## Exercise description
Please rewrite all the records below as a numbered list, leaving out any blank lines.

#### Excerpted records

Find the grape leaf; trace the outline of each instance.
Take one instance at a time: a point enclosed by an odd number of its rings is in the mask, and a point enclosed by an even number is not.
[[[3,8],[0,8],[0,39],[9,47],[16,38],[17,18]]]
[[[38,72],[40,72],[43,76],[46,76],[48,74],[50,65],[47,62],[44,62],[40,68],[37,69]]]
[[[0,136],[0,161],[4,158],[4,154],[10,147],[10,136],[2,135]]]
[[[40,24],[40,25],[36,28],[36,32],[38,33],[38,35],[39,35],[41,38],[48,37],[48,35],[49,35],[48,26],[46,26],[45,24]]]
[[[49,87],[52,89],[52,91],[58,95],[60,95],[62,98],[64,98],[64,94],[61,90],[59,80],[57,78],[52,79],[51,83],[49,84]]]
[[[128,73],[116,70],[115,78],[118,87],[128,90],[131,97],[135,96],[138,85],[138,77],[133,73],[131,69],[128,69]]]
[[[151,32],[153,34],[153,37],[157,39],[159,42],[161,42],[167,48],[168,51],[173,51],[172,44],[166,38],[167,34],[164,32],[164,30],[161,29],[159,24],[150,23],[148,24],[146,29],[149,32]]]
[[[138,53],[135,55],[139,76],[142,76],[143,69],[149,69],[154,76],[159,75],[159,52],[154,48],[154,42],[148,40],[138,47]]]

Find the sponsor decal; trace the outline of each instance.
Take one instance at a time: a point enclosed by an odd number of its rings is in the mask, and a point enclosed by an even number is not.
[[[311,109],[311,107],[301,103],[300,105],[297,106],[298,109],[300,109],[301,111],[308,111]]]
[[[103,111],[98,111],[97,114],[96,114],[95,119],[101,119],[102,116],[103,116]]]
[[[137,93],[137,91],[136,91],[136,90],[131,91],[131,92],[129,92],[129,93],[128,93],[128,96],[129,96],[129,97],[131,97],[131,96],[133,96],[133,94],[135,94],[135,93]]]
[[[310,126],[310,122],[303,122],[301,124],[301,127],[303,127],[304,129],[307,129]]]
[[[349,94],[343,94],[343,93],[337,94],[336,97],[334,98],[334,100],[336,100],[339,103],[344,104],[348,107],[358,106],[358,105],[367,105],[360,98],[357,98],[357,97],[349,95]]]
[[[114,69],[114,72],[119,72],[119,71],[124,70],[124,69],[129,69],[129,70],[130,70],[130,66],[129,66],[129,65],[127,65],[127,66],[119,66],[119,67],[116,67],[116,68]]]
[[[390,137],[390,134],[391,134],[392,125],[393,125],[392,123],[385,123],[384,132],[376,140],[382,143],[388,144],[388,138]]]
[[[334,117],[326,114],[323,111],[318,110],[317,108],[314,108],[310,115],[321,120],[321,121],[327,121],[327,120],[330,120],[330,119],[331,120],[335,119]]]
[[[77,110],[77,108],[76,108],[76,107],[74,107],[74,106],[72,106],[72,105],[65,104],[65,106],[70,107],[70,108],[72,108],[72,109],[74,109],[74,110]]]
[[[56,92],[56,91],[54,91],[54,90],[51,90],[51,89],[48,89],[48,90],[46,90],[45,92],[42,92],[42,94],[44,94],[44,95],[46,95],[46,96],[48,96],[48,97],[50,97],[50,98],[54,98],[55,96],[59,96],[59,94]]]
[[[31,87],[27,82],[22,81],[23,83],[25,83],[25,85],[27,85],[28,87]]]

########

## Correct output
1. Find the grape leaf; trace the outline of each instance.
2. Take one instance at a time: a point enclosed by an odd number of its rings is in the mask, and a point enclosed by an even number is not.
3. [[[3,8],[0,8],[0,39],[9,47],[16,38],[17,18]]]
4. [[[38,72],[40,72],[43,76],[46,76],[48,74],[50,65],[47,62],[44,62],[40,68],[37,69]]]
5. [[[0,136],[0,161],[4,158],[4,154],[10,147],[10,136],[2,135]]]
6. [[[40,24],[40,25],[36,28],[36,32],[38,33],[38,35],[39,35],[41,38],[48,37],[48,35],[49,35],[48,26],[46,26],[45,24]]]
7. [[[49,87],[52,89],[52,91],[58,95],[60,95],[62,98],[64,98],[64,94],[61,90],[59,80],[57,78],[52,79],[51,83],[49,84]]]
8. [[[128,73],[116,70],[115,78],[118,87],[128,90],[131,97],[135,96],[138,85],[138,77],[133,73],[131,69],[128,69]]]
9. [[[151,32],[153,34],[153,37],[157,39],[159,42],[161,42],[167,48],[168,51],[173,51],[172,44],[166,38],[167,34],[164,32],[164,30],[161,29],[159,24],[150,23],[148,24],[146,29],[149,32]]]
10. [[[138,53],[135,55],[139,76],[142,76],[143,69],[149,69],[154,76],[159,75],[159,52],[154,48],[154,42],[148,40],[138,47]]]
11. Find the sponsor decal; trace the outline of each instance.
12. Take one instance at a time: a point enclosed by an odd number of its rings is in the mask, and a point enclosed by an even number is not.
13. [[[311,109],[311,107],[301,103],[300,105],[297,106],[298,109],[300,109],[301,111],[308,111]]]
14. [[[103,111],[98,111],[97,114],[96,114],[95,119],[101,119],[102,116],[103,116]]]
15. [[[137,93],[137,91],[136,91],[136,90],[131,91],[131,92],[129,92],[129,93],[128,93],[128,96],[129,96],[129,97],[131,97],[131,96],[133,96],[133,94],[135,94],[135,93]]]
16. [[[310,126],[310,122],[303,122],[301,124],[301,127],[303,127],[304,129],[307,129]]]
17. [[[349,94],[343,94],[343,93],[337,94],[336,97],[334,98],[334,100],[336,100],[339,103],[344,104],[348,107],[358,106],[358,105],[367,105],[360,98],[357,98],[357,97],[349,95]]]
18. [[[114,69],[114,72],[119,72],[119,71],[124,70],[124,69],[129,69],[129,70],[130,70],[130,66],[129,66],[129,65],[127,65],[127,66],[119,66],[119,67],[116,67],[116,68]]]
19. [[[390,137],[390,134],[391,134],[392,125],[393,125],[392,123],[385,123],[384,132],[376,140],[382,143],[388,144],[388,138]]]
20. [[[334,117],[326,114],[323,111],[318,110],[317,108],[314,108],[310,115],[321,120],[321,121],[327,121],[327,120],[330,120],[330,119],[331,120],[335,119]]]
21. [[[77,110],[77,108],[76,108],[76,107],[74,107],[74,106],[72,106],[72,105],[65,104],[65,106],[70,107],[70,108],[72,108],[72,109],[74,109],[74,110]]]
22. [[[56,92],[56,91],[54,91],[54,90],[51,90],[51,89],[48,89],[48,90],[46,90],[45,92],[42,92],[42,94],[44,94],[44,95],[46,95],[46,96],[48,96],[48,97],[50,97],[50,98],[54,98],[55,96],[59,96],[59,94]]]
23. [[[31,87],[27,82],[22,81],[23,83],[25,83],[25,85],[27,85],[28,87]]]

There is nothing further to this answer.